● Challenge: Format the lines starting at the one that contains "black kimono. For each occurrence, report its box." and ending at the one that contains "[280,82,322,133]" as a JSON list of strings, one string per line, omitting blank lines. Leave the pictures out of the answer.

● Saved entries:
-- BEGIN --

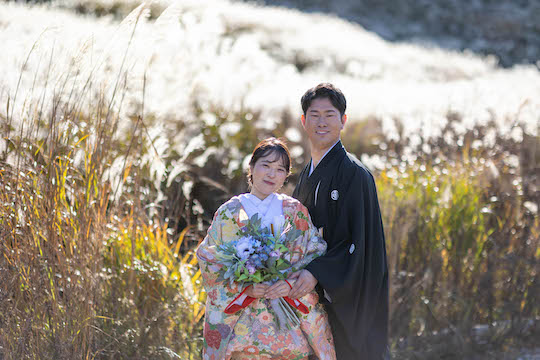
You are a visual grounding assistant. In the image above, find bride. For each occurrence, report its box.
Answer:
[197,138,336,360]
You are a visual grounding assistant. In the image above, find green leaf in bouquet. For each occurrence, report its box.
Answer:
[266,256,278,269]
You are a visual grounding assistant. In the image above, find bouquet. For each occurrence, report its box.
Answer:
[217,214,309,328]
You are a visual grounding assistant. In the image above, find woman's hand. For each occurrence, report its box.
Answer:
[244,284,269,299]
[264,280,291,299]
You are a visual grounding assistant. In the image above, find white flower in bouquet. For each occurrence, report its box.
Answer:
[236,236,254,260]
[272,215,285,237]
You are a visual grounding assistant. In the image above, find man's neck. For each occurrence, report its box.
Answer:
[311,140,339,169]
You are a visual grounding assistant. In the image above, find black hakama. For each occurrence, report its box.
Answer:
[293,142,388,360]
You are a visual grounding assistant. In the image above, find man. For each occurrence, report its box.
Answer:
[289,83,388,360]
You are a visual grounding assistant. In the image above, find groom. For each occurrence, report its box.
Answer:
[289,83,388,360]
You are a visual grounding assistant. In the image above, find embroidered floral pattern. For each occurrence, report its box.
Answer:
[197,196,336,360]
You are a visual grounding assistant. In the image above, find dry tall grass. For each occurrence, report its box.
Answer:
[0,1,540,359]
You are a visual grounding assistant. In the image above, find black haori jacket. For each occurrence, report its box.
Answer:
[293,142,388,360]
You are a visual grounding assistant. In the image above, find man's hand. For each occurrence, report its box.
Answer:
[244,284,269,299]
[289,269,318,299]
[264,280,291,299]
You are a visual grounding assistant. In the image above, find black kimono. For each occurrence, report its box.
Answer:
[293,141,388,360]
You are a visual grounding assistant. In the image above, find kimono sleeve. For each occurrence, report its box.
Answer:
[307,167,387,306]
[291,203,327,270]
[197,206,242,298]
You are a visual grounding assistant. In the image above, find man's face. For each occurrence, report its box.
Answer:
[302,98,347,150]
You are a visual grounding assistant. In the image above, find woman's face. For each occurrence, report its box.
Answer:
[251,152,288,200]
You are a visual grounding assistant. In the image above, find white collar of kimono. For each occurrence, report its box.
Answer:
[308,139,339,176]
[238,193,283,228]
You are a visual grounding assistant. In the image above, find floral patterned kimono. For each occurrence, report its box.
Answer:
[197,195,336,360]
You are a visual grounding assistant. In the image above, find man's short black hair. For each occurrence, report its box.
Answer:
[301,83,347,116]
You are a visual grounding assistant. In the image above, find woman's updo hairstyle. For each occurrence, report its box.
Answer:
[248,137,291,187]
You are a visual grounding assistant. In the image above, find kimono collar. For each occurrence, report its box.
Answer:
[306,140,345,180]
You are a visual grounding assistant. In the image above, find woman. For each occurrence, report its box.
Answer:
[197,138,336,360]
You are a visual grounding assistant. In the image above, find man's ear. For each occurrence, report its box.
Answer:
[341,114,347,129]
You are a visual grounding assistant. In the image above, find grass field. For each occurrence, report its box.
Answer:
[0,1,540,359]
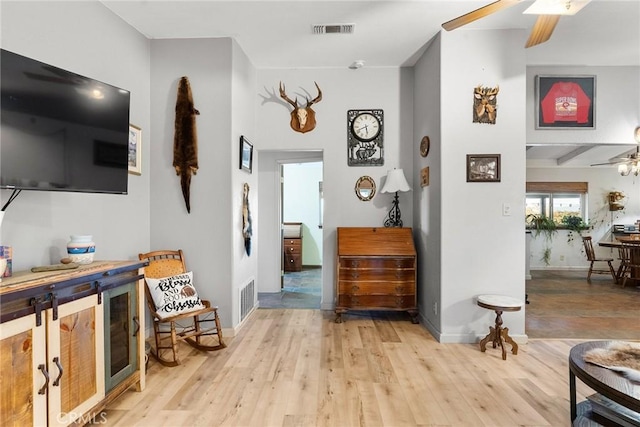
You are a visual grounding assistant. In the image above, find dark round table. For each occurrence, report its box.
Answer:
[569,341,640,422]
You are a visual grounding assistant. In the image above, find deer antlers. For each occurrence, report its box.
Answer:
[473,86,500,124]
[280,82,322,133]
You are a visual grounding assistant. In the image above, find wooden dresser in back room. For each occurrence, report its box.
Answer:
[335,227,418,323]
[282,222,302,272]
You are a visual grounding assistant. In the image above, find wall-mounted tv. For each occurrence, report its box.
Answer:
[0,49,130,194]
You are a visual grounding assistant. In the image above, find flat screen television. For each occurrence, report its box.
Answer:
[0,49,130,194]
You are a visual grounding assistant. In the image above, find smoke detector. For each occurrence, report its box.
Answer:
[311,24,356,34]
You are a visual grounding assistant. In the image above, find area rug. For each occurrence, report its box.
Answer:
[584,341,640,383]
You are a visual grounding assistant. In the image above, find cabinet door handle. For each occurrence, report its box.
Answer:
[132,316,140,337]
[38,364,49,394]
[53,357,64,387]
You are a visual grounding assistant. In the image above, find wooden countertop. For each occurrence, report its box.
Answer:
[0,261,144,296]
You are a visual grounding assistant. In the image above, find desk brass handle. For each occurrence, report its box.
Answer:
[38,364,49,394]
[53,357,64,387]
[131,316,140,337]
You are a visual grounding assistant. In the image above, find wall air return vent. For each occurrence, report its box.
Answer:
[312,24,356,34]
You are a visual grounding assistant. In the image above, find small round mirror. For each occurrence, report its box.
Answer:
[355,176,376,202]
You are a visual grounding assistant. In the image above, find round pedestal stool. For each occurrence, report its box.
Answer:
[478,295,524,360]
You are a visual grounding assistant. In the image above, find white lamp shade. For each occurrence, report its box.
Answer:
[380,169,411,193]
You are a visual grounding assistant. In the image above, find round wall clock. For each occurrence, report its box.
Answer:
[351,111,382,142]
[420,136,431,157]
[347,109,384,166]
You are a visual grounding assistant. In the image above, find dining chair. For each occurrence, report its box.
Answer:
[618,241,640,288]
[582,236,618,283]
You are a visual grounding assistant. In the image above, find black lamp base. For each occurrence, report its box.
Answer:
[384,191,402,227]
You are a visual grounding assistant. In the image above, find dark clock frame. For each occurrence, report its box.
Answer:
[347,109,384,166]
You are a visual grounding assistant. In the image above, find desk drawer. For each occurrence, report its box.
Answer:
[338,280,416,296]
[284,239,302,248]
[340,257,415,269]
[337,295,416,310]
[284,245,302,255]
[338,268,416,282]
[284,254,302,271]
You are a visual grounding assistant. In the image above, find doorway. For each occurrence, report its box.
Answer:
[258,152,324,309]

-- END --

● Reply to the task:
[
  "You are a visual grounding assistant. In the image above, find black kimono. For each occurrence, report its box.",
  "Answer:",
  "[293,141,388,360]",
  "You are a visual grounding assistant. In the image above, find kimono sleeve. For each occurrence, report its box.",
  "Answer:",
  "[307,167,387,306]",
  "[291,203,327,270]",
  "[197,206,242,298]",
  "You are a visual grounding assistant. In the image above, find man's face. For each occurrence, report its box.",
  "Answer:",
  "[302,98,347,150]",
  "You are a visual grounding assistant. In the image above, find woman's face. For each occurrence, report its box.",
  "Answer:",
  "[251,152,288,200]",
  "You are a visual grounding assistant. In the image above, find white collar of kimono. For each occurrence, report its box.",
  "Answer:",
  "[308,139,339,176]",
  "[238,193,283,228]",
  "You are a visual grounding assistant. In the image above, find floral patterned kimono. For each occurrence, report its box.",
  "Answer:",
  "[197,195,336,360]",
  "You are a visual grounding assistant. In the image above, find man's short black hair. For each occurrence, report its box.",
  "Answer:",
  "[301,83,347,116]",
  "You are a visual grounding assistant. In the image above, find woman's updo hairstyle. For each occurrence, report its box.",
  "Answer:",
  "[248,137,291,187]",
  "You are a visual grounding assistant. In the image above, find kimono collar. For each occurrence, report its box.",
  "Answer:",
  "[306,140,345,180]",
  "You are a visual grounding assistant. In the image above, find woman. For each occurrence, report its box.",
  "Answer:",
  "[197,138,336,360]",
  "You are a visual grounding assistant. In the image above, find man's ear. For each occurrence, report its box.",
  "Answer:",
  "[341,114,347,129]",
  "You are a visual grounding assistant. In the image above, find grass field. For each occurrence, report its box.",
  "Answer:",
  "[0,1,540,359]",
  "You are a visual grounding assistant. In the image above, find dark round table. For each occurrence, report its box.",
  "Answer:",
  "[569,341,640,422]",
  "You are a visual grounding assistant. In the image above, find deer antlers. For each occurrence, report its box.",
  "Answer:",
  "[473,86,500,124]",
  "[280,82,322,133]"
]